── Extract to read ──

One dab was all it took to get Peters hooked. “It was an aha! moment,” she says. “Not just because it kept my skin wonderfully hydrated the rest of the trip, but because it was exactly what we had been looking for.”

Helary and Peters, friends for over a decade, had both been contemplating a career change. Peters, an American national and Harvard graduate with a degree in anthropology, had spent the last several years in southern Africa, working with various NGOs, focusing on rural development and women’s health. She and Helary shared a passion for conservation and sustainability, as well as an increasing disenchantment with development work.

“It wasn’t that we didn’t like the work we were doing,” she explains. “But we both were, individually, coming to a point where we began questioning what we were doing.”

Perhaps it was the inevitable tempering of youthful idealism with reality. “We still wanted to continue to do something that would help the rural communities and the environment,” Stephan adds, “but we were looking for something more practical, more sustainable and more fulfilling.”

Most people might have ventured into Fair Trade coffee production, designed a clothing collection or launched a home accessories line. But Helary and Peters decided to develop a luxury organic skincare range, even if neither of them had a cosmetics industry background.

───
── Data lines ──

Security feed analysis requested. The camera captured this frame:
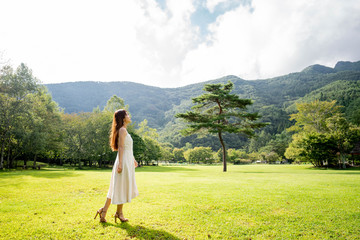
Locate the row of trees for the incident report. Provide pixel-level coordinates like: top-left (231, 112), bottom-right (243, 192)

───

» **Given request A**: Decide whether each statement agrees with the Helary and Peters passage, answering yes or no and quoting the deciding words: (i) Peters holds a degree in anthropology. (ii) Helary and Peters came from the cosmetics industry. (iii) The two had been friends for more than ten years.
» **Given request B**: According to the Helary and Peters passage, in what region had Peters spent the last several years?
» **Given request C**: Output everything in the Helary and Peters passage from "Most people might" down to "cosmetics industry background.".
The listing has no connection to the Helary and Peters passage.

» **Correct answer A**:
(i) Yes: "Harvard graduate with a degree in anthropology"
(ii) No: "even if neither of them had a cosmetics industry background"
(iii) Yes: "friends for over a decade"

» **Correct answer B**: Southern Africa.

» **Correct answer C**:
Most people might have ventured into Fair Trade coffee production, designed a clothing collection or launched a home accessories line. But Helary and Peters decided to develop a luxury organic skincare range, even if neither of them had a cosmetics industry background.